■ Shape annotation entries
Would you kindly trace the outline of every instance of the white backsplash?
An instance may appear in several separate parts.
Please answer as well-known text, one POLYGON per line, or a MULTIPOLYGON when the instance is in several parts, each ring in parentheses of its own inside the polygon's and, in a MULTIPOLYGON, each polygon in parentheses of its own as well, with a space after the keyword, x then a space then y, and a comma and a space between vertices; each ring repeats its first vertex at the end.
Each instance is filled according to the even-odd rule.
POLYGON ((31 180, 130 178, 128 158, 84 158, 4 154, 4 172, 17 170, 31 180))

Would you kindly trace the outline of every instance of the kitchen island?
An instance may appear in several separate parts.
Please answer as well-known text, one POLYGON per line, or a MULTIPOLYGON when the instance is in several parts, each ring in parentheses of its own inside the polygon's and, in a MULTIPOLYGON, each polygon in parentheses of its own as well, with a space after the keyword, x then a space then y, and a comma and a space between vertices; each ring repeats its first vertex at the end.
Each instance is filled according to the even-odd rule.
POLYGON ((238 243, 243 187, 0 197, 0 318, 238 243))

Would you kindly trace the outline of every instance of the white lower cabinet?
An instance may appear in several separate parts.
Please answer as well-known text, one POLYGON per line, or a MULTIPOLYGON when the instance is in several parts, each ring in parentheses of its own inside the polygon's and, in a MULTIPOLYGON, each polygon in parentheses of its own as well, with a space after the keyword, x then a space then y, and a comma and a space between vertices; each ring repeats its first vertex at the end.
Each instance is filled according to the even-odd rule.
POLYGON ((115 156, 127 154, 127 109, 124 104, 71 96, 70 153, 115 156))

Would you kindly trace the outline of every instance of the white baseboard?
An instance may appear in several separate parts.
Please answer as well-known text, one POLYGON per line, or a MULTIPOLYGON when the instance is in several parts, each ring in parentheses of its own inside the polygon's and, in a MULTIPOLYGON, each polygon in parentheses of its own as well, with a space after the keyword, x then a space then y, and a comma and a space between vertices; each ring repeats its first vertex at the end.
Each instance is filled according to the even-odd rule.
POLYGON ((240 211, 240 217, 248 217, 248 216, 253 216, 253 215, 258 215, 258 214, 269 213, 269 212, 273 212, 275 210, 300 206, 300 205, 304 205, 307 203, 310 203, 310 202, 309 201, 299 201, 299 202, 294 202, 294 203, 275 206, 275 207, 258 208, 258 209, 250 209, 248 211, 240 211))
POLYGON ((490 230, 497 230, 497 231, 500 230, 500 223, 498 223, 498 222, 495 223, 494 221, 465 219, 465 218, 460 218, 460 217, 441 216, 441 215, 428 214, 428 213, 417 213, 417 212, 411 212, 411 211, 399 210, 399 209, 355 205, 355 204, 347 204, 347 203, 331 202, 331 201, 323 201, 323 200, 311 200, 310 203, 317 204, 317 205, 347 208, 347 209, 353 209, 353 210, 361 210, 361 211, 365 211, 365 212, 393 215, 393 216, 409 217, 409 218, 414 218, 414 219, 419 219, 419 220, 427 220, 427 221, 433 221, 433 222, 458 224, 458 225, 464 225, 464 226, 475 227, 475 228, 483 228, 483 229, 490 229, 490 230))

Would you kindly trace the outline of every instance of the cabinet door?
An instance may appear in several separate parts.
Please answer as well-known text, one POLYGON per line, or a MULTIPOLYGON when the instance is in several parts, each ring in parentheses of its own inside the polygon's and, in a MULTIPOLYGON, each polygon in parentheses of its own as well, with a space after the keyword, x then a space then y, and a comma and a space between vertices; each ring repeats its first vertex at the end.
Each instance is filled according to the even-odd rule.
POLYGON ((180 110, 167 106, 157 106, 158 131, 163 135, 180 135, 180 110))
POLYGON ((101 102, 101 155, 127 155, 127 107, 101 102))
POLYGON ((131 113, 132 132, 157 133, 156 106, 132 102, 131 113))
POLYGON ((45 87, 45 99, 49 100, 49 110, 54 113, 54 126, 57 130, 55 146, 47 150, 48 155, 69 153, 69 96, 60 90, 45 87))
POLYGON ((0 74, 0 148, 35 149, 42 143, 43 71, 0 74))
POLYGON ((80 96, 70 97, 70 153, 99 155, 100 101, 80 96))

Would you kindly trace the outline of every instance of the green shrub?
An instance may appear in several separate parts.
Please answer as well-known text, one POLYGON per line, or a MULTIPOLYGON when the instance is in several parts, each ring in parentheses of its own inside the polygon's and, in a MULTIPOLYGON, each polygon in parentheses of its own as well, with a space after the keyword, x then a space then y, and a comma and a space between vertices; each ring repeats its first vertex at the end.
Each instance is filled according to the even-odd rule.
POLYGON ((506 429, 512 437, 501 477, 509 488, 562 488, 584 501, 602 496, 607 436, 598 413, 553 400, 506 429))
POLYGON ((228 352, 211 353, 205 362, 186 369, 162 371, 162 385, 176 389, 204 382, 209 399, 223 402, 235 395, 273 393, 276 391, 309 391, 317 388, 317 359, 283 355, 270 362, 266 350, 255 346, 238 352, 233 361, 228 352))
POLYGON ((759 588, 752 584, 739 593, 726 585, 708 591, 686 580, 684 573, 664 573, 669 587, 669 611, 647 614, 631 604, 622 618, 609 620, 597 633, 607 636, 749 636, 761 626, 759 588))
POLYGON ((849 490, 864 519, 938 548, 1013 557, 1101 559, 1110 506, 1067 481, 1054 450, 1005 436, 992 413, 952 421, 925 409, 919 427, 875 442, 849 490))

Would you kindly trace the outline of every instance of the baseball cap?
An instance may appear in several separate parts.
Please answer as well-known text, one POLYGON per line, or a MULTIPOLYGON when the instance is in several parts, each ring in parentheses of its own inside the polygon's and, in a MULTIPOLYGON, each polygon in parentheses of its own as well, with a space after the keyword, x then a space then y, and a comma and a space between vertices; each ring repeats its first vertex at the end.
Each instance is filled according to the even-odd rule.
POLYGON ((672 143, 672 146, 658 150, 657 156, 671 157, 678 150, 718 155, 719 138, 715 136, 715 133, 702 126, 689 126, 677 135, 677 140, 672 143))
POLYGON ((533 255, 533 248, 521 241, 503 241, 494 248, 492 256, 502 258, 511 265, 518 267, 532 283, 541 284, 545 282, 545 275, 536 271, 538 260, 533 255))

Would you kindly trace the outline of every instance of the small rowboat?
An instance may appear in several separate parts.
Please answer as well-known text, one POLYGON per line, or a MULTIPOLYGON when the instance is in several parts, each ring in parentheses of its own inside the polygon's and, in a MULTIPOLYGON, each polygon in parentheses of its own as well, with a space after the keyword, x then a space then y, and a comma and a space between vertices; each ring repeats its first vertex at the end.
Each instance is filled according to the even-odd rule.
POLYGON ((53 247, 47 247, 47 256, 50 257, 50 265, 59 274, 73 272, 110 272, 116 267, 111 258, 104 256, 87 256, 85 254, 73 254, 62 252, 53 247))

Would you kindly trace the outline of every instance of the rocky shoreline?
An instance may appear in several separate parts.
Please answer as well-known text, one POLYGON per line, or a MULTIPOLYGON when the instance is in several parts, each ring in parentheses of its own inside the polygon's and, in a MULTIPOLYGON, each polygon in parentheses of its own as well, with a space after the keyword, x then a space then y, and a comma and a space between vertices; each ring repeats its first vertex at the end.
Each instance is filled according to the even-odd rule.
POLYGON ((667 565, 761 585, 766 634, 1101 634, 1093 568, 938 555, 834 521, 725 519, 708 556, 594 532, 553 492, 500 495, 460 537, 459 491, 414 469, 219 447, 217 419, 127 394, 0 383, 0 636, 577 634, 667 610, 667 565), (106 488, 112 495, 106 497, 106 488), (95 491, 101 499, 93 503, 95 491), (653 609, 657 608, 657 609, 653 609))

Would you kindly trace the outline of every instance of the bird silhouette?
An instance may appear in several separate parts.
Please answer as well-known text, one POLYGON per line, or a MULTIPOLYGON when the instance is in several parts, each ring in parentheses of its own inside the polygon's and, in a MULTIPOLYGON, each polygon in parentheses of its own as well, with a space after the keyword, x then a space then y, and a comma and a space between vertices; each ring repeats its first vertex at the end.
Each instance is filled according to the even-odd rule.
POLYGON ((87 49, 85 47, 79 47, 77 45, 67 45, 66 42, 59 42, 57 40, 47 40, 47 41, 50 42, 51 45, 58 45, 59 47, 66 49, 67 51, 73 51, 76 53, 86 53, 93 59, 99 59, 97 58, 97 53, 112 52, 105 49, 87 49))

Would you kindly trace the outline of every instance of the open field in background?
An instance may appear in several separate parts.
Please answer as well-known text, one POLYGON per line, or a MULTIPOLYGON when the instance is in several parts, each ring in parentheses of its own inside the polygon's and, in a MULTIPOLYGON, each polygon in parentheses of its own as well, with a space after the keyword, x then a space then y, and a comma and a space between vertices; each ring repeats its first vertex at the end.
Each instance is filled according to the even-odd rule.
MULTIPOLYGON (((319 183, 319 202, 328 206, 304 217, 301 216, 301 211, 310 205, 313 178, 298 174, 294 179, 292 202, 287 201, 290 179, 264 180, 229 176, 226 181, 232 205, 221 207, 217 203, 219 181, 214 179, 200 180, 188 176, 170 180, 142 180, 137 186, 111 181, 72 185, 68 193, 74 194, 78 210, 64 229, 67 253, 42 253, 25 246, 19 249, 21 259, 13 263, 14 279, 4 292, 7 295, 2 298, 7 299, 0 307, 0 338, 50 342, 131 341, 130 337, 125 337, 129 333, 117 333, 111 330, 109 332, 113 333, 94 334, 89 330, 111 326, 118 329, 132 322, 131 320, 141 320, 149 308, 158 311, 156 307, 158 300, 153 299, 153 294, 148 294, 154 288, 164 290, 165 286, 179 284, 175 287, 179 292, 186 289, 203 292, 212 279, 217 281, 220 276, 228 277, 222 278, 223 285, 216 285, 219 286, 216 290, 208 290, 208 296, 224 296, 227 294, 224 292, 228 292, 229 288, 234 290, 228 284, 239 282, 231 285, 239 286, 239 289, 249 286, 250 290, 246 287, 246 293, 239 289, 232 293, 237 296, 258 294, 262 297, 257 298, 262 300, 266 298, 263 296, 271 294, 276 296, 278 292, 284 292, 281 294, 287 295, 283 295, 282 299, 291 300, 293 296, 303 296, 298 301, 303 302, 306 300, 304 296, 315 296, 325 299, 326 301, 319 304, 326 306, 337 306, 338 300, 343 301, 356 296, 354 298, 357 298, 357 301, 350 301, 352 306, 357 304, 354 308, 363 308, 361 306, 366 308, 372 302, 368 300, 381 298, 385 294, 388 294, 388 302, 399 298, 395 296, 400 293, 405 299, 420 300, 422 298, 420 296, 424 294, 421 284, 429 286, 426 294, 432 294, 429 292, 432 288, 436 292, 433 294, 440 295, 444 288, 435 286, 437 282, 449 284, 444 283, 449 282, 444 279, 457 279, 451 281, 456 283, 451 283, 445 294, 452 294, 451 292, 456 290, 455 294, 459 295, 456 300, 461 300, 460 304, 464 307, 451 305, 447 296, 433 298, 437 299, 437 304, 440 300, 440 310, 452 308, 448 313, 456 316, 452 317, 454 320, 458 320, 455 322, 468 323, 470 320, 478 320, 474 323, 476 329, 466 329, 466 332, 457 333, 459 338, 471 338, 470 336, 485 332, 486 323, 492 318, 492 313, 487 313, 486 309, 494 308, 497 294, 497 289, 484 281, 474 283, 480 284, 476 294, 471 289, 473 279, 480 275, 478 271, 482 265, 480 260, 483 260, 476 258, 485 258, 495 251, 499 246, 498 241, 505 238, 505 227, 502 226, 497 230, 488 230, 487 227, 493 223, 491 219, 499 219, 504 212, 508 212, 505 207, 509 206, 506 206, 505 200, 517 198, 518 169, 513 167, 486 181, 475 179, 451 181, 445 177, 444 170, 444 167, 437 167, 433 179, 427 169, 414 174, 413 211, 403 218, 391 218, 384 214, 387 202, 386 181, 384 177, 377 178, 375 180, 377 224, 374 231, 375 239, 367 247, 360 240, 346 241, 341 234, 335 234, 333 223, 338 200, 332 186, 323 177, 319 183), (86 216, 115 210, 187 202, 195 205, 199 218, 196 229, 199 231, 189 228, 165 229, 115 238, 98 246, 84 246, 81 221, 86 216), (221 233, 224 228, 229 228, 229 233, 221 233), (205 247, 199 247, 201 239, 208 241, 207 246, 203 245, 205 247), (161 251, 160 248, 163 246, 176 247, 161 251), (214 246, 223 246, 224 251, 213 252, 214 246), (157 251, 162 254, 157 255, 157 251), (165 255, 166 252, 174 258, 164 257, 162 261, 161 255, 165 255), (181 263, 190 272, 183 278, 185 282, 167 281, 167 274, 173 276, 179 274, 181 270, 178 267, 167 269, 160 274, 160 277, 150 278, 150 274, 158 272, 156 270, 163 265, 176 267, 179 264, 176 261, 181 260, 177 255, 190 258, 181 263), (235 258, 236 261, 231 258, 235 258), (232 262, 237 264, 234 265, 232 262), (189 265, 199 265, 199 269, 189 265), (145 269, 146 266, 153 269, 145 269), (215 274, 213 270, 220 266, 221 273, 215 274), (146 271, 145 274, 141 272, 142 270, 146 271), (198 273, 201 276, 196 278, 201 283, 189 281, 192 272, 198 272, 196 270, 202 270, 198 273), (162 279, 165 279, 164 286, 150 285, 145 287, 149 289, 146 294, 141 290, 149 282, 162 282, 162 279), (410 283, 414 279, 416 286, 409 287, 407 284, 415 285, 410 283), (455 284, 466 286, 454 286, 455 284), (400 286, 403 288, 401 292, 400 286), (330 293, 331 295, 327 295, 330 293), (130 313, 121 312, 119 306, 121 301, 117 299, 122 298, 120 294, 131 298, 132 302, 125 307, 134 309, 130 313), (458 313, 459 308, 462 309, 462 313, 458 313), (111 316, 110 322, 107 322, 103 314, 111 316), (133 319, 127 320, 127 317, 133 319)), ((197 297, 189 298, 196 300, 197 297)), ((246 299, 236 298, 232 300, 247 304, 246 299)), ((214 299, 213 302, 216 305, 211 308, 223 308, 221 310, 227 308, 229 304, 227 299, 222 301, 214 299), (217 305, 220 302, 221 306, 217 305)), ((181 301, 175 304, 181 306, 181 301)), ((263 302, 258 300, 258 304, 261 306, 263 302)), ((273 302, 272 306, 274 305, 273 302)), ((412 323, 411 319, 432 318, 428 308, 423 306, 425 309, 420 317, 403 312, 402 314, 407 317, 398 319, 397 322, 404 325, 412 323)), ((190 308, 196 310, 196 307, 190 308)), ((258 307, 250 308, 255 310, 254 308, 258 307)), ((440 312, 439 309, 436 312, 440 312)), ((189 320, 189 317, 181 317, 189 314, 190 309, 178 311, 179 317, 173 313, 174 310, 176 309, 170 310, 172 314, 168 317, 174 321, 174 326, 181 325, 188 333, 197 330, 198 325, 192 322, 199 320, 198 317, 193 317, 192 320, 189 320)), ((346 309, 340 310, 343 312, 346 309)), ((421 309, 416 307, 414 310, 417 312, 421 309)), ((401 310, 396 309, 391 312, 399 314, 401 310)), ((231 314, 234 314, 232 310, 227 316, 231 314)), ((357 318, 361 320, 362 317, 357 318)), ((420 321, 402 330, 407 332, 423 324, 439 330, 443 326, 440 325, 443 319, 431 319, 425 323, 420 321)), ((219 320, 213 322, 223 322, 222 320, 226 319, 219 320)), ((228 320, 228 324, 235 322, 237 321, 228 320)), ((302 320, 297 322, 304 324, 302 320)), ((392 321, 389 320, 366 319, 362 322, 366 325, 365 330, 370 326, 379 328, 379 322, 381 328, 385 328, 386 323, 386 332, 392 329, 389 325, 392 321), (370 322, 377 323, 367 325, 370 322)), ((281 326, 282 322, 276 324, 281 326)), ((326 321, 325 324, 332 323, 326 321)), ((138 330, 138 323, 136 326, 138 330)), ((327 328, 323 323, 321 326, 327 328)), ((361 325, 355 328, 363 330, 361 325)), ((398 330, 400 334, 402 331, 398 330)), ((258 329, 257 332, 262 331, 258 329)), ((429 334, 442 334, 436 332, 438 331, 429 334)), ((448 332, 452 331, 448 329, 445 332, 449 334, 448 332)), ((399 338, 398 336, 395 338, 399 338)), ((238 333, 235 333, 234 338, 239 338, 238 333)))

■ PROBLEM TO WORK ON
Rewrite everything from the first of the lines above down to the line containing "POLYGON ((31 180, 130" as a numbered list, leaving out any blank lines.

■ FULL ANSWER
1. Would you kindly trace the outline of every instance of the white backsplash?
2. An instance may appear in several separate parts.
3. Please answer as well-known text, one POLYGON per line, or a MULTIPOLYGON when the instance is in several parts, each ring in parentheses of its own inside the polygon's and, in a MULTIPOLYGON, each polygon in parentheses of its own as well, with a space after the keyword, x then a space then y, and a comma and a space between vertices; each ring repeats its first vertex at the end.
4. Each instance is filled according to the even-odd rule.
5. POLYGON ((31 180, 130 178, 128 158, 84 158, 4 154, 4 172, 17 170, 31 180))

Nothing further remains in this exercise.